#### Directions for this task
Copy everything in the records below, from the line containing "Where can you spot the dry" down to the end of the records, shifting every x and y coordinate in the answers up by 35. Leave the pictures out.

#### Extracted material
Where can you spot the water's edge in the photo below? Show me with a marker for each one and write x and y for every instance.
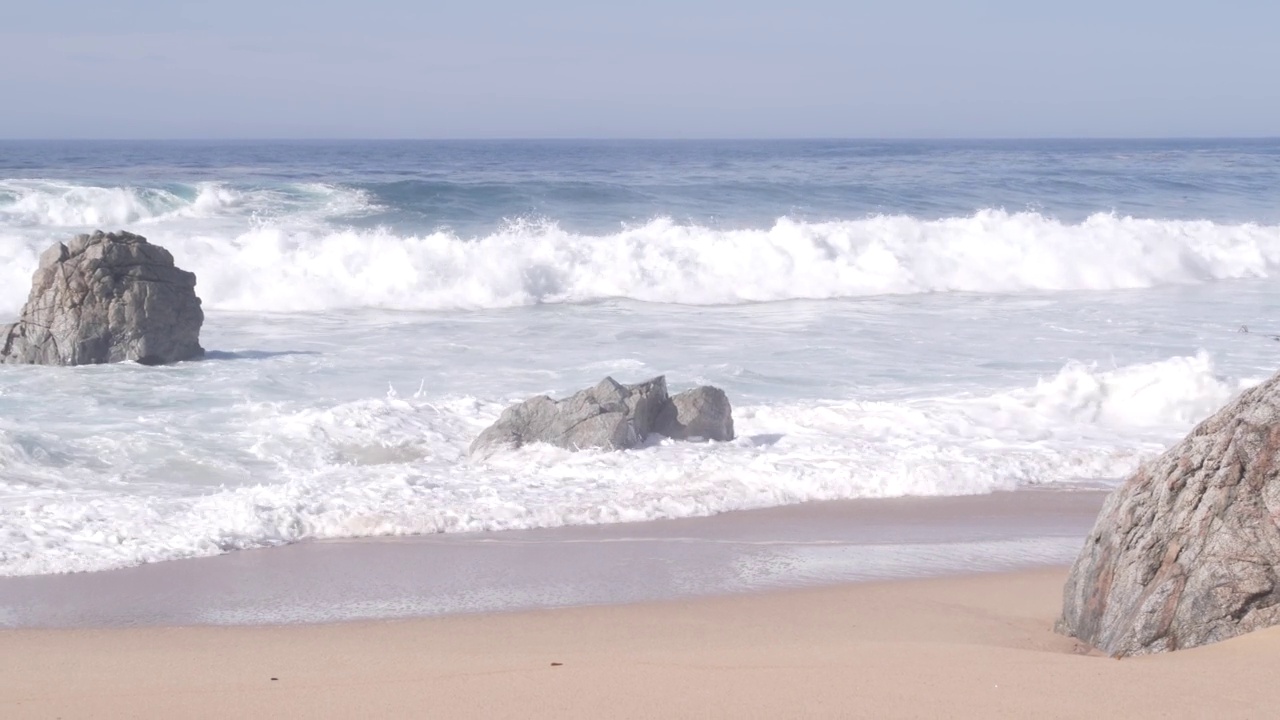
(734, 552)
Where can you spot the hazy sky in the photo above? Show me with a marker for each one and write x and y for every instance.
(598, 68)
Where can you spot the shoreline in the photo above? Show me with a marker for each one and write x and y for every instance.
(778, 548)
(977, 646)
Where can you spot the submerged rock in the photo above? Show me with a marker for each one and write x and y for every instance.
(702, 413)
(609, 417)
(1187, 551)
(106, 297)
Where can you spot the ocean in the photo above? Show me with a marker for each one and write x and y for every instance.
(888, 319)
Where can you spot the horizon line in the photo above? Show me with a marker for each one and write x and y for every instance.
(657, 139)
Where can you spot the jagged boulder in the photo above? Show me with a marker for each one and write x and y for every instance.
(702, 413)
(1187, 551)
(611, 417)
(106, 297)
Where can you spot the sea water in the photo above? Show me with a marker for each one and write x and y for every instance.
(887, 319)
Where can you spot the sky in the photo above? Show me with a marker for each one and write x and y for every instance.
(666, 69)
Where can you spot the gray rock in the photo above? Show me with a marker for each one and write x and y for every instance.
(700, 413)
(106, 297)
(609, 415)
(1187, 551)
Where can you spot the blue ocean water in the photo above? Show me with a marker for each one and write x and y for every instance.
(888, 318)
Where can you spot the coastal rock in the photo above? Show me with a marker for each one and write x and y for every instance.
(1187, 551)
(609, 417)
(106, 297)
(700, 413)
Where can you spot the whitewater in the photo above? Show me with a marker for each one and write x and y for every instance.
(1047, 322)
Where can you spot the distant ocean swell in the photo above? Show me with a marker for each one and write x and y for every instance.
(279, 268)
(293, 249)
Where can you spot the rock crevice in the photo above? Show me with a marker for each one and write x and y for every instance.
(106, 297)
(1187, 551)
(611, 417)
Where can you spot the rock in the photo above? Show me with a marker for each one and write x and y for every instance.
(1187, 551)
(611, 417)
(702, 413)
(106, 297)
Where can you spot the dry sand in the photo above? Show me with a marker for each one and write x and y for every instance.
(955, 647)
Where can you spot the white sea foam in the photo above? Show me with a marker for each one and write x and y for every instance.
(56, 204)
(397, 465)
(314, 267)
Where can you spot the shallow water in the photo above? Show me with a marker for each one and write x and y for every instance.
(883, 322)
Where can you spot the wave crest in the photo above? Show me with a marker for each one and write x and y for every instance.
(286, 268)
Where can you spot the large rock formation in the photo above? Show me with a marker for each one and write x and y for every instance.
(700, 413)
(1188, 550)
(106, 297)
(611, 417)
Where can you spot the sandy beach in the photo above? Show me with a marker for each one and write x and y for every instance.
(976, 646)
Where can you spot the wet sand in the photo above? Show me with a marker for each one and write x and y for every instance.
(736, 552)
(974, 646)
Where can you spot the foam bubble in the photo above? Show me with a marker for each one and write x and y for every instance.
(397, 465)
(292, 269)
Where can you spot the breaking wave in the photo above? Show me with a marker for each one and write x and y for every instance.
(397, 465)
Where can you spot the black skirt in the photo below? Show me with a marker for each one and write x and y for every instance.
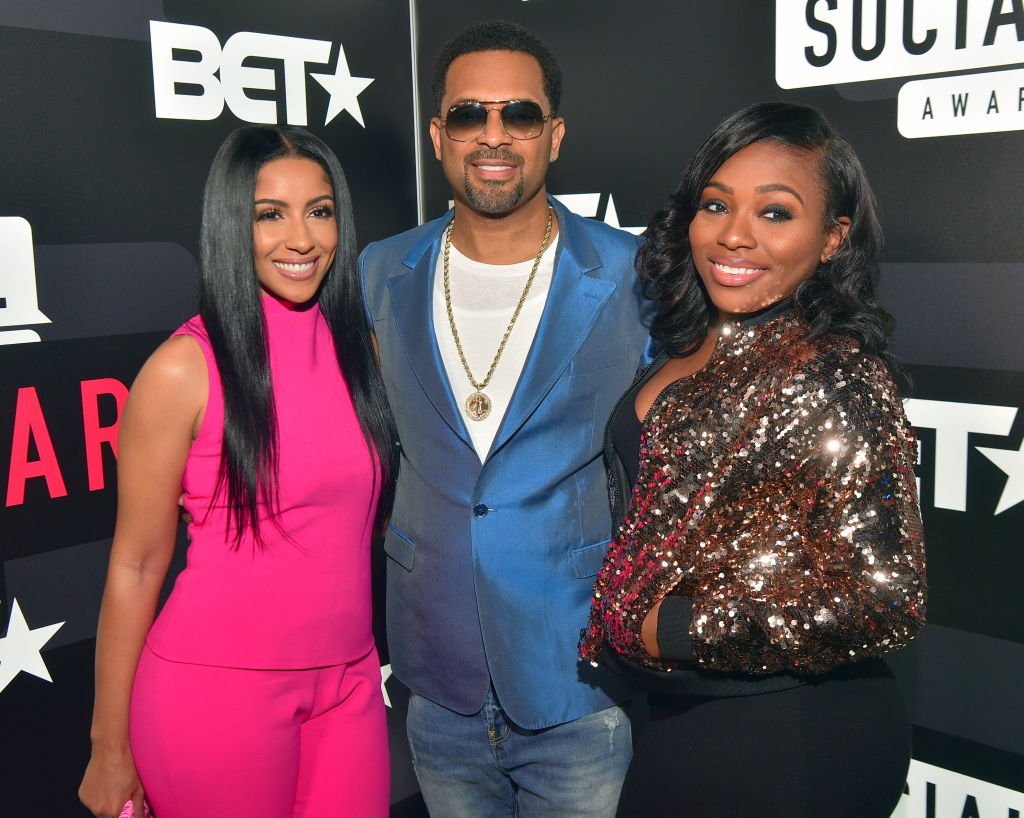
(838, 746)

#### Solution to this task
Where can you spot the dry sand in the photo above? Show me with a marker for each one and write x and y for every instance.
(990, 682)
Where can you spot the white sea foam in the photo above? Show me with a marker for each one and write x and y for every instance.
(91, 239)
(432, 500)
(349, 302)
Where can you spot the shallow water in the photo above? Show me with a marker for each one and write x and y for every instance.
(918, 357)
Where can you spot the wave crest in the photo above? Show me with a marker for each one and write x and y for every instance.
(321, 303)
Where can you spot the large rock formation in the photo above? Show me with a marker for each one and write x and y for every instance.
(735, 448)
(1223, 585)
(141, 332)
(646, 452)
Where can you spot the sandy beach in the photo above? Show me with a marker for each one and write x and y for every instance.
(1011, 681)
Where can you spot the wet sand in the photo above? Show me with a marker for each one and write x and y for every instance.
(771, 587)
(1009, 681)
Where can you spot the foam bubble in the photo above? Show me with a marker for each one and write x and y for every instance.
(432, 500)
(327, 304)
Where can you spot the breaking wave in the photo above? Show me with a marker for each one and write x and y for every instance.
(432, 500)
Where can you spot the black skirt in the photo below? Show me with a marker for each one and write x and y for every instance.
(873, 781)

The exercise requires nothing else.